═════ VORLIEGENDER TEXT

31.8.2020   

DE

Amtsblatt der Europäischen Union

C 287/2


Urteil des Gerichtshofs (Vierte Kammer) vom 9. Juli 2020 (Vorabentscheidungsersuchen des Juzgado de Primera Instancia e Instrucción no 3 de Teruel — Spanien) — XZ/Ibercaja Banco SA

(Rechtssache C-452/18) (1)

(Vorlage zur Vorabentscheidung - Verbraucherschutz - Richtlinie 93/13/EWG - Missbräuchliche Klauseln in Verbraucherverträgen - Hypothekendarlehensvertrag - Klausel zur Beschränkung der Variabilität des Zinssatzes [Mindestzinssatzklausel] - Novationsvertrag - Verzicht, gegen die Klauseln eines Vertrags Rechtsbehelfe bei Gericht einzulegen - Keine Bindungswirkung)

(2020/C 287/02)

Verfahrenssprache: Spanisch

Vorlegendes Gericht

Juzgado de Primera Instancia e Instrucción no 3 de Teruel

Parteien des Ausgangsverfahrens

Kläger: XZ

Beklagte: Ibercaja Banco SA

Tenor

1.

Art. 6 Abs. 1 der Richtlinie 93/13/EWG des Rates vom 5. April 1993 über missbräuchliche Klauseln in Verbraucherverträgen ist dahin auszulegen, dass er es nicht verwehrt, dass eine Klausel eines zwischen einem Gewerbetreibenden und einem Verbraucher geschlossenen Vertrags, deren Missbräuchlichkeit gerichtlich festgestellt werden kann, Gegenstand eines Novationsvertrags zwischen diesem Gewerbetreibenden und diesem Verbraucher sein kann, mit dem der Verbraucher auf die Wirkungen verzichtet, die die Feststellung der Missbräuchlichkeit dieser Klausel nach sich ziehen würde, vorausgesetzt, dieser Verzicht beruht auf einer freiwilligen und aufgeklärten Zustimmung des Verbrauchers, was zu prüfen Sache des vorlegenden Gerichts ist.

2.

Art. 3 Abs. 2 der Richtlinie 93/13 ist dahin auszulegen, dass eine Klausel eines Vertrags, der zwischen einem Gewerbetreibenden und einem Verbraucher geschlossen wurde, um eine potenziell missbräuchliche Klausel eines früheren zwischen ihnen geschlossenen Vertrags zu ändern oder die Folgen der Missbräuchlichkeit dieser anderen Klausel zu regeln, selbst als nicht im Einzelnen ausgehandelt eingestuft und gegebenenfalls für missbräuchlich erklärt werden kann.

══════════
═════ DATENZEILEN

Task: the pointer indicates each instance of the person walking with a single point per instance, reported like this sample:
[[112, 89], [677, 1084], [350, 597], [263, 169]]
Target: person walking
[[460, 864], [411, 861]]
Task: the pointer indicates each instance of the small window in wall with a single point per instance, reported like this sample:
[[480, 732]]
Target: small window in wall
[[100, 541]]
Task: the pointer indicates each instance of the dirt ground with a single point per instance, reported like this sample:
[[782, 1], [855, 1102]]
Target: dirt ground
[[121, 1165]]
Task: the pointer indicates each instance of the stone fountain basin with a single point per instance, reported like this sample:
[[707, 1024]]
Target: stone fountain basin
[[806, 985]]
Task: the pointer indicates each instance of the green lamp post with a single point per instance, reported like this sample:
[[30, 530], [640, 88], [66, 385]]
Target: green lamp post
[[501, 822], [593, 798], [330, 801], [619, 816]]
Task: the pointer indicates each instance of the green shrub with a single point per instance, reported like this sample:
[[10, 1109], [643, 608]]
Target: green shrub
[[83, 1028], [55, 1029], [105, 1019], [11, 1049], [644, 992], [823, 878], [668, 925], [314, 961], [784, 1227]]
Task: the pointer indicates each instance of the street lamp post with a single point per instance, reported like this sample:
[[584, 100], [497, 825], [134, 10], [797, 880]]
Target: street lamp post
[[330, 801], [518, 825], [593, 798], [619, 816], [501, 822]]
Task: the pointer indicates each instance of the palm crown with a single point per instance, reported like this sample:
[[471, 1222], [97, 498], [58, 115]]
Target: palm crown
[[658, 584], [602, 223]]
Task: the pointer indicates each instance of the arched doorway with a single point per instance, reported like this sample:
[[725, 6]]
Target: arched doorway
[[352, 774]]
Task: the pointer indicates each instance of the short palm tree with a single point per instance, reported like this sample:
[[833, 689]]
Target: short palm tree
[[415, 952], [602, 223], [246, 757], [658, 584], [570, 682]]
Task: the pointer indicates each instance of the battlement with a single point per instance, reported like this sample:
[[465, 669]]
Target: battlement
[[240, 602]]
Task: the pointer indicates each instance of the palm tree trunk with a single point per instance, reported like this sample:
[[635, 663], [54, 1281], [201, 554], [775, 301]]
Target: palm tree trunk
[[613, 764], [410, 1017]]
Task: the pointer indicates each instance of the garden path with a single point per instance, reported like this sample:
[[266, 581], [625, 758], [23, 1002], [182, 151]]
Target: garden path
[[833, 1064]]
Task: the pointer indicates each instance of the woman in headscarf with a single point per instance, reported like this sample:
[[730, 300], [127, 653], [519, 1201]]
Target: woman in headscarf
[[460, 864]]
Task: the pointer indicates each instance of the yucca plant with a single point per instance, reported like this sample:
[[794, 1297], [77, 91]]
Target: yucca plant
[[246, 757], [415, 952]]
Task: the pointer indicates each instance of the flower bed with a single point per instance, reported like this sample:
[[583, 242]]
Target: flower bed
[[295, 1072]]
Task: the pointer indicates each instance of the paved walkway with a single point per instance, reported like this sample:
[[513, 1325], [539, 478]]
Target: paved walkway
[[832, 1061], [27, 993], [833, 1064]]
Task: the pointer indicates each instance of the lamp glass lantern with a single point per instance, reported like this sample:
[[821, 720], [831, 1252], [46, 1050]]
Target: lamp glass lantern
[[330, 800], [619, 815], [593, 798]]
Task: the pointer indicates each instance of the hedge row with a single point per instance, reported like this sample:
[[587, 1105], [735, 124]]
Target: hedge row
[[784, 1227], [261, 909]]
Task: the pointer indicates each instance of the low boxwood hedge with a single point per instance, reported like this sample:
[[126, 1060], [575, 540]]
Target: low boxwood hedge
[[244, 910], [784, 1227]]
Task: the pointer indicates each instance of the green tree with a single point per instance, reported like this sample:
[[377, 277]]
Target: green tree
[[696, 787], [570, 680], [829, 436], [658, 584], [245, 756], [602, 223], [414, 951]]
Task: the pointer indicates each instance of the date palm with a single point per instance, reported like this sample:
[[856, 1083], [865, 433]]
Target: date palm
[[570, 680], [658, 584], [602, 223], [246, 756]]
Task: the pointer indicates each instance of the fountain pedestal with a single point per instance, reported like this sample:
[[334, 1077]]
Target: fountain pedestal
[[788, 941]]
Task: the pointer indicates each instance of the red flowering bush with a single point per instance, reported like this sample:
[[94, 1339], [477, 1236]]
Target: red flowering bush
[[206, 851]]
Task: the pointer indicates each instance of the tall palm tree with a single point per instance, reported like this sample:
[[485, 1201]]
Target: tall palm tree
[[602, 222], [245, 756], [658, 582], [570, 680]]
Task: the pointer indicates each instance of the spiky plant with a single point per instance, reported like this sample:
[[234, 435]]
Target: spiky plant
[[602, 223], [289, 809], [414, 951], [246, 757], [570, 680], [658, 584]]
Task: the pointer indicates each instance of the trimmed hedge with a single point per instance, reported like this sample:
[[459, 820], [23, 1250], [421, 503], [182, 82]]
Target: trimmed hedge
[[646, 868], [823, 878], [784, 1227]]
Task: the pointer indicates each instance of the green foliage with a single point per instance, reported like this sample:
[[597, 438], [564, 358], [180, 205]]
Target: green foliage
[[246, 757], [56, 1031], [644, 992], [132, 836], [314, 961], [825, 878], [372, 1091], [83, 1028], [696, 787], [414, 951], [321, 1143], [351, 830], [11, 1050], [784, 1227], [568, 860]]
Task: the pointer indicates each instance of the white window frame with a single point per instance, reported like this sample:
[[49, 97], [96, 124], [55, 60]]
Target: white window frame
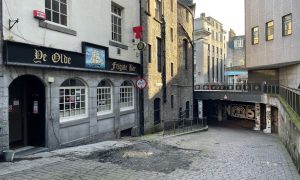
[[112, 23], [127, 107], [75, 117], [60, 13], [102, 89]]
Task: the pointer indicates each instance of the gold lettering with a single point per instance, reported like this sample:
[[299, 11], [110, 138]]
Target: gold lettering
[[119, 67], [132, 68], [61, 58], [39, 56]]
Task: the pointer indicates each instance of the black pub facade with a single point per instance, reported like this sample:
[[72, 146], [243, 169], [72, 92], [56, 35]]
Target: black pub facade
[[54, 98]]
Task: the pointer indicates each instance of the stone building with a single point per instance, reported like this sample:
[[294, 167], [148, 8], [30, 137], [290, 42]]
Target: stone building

══════════

◆ KURZE AUFGABE A ◆
Fassen Sie im Urteil den Absatz kürzer zusammen, der mit „Art. 3 Abs. 2 der Richtlinie 93/13“ beginnt. Seine wesentlichen Aussagen sollen erhalten bleiben.
◆ KURZE AUFGABE B ◆
Geben Sie aus dem Urteil die Stelle von „Amtsblatt der Europäischen“ bis „- Keine Bindungswirkung)“ wortgetreu wieder.

◆ RICHTIGES ERGEBNIS A ◆
Nach Art. 3 Abs. 2 der Richtlinie 93/13 kann eine Vertragsklausel zwischen einem Gewerbetreibenden und einem Verbraucher selbst als nicht im Einzelnen ausgehandelt eingestuft und gegebenenfalls für missbräuchlich erklärt werden. Das gilt für einen Vertrag, der eine potenziell missbräuchliche Klausel eines früheren Vertrags zwischen beiden ändern oder die Folgen ihrer Missbräuchlichkeit regeln soll.

◆ RICHTIGES ERGEBNIS B ◆
Amtsblatt der Europäischen Union

C 287/2


Urteil des Gerichtshofs (Vierte Kammer) vom 9. Juli 2020 (Vorabentscheidungsersuchen des Juzgado de Primera Instancia e Instrucción no 3 de Teruel — Spanien) — XZ/Ibercaja Banco SA

(Rechtssache C-452/18) (1)

(Vorlage zur Vorabentscheidung - Verbraucherschutz - Richtlinie 93/13/EWG - Missbräuchliche Klauseln in Verbraucherverträgen - Hypothekendarlehensvertrag - Klausel zur Beschränkung der Variabilität des Zinssatzes [Mindestzinssatzklausel] - Novationsvertrag - Verzicht, gegen die Klauseln eines Vertrags Rechtsbehelfe bei Gericht einzulegen - Keine Bindungswirkung)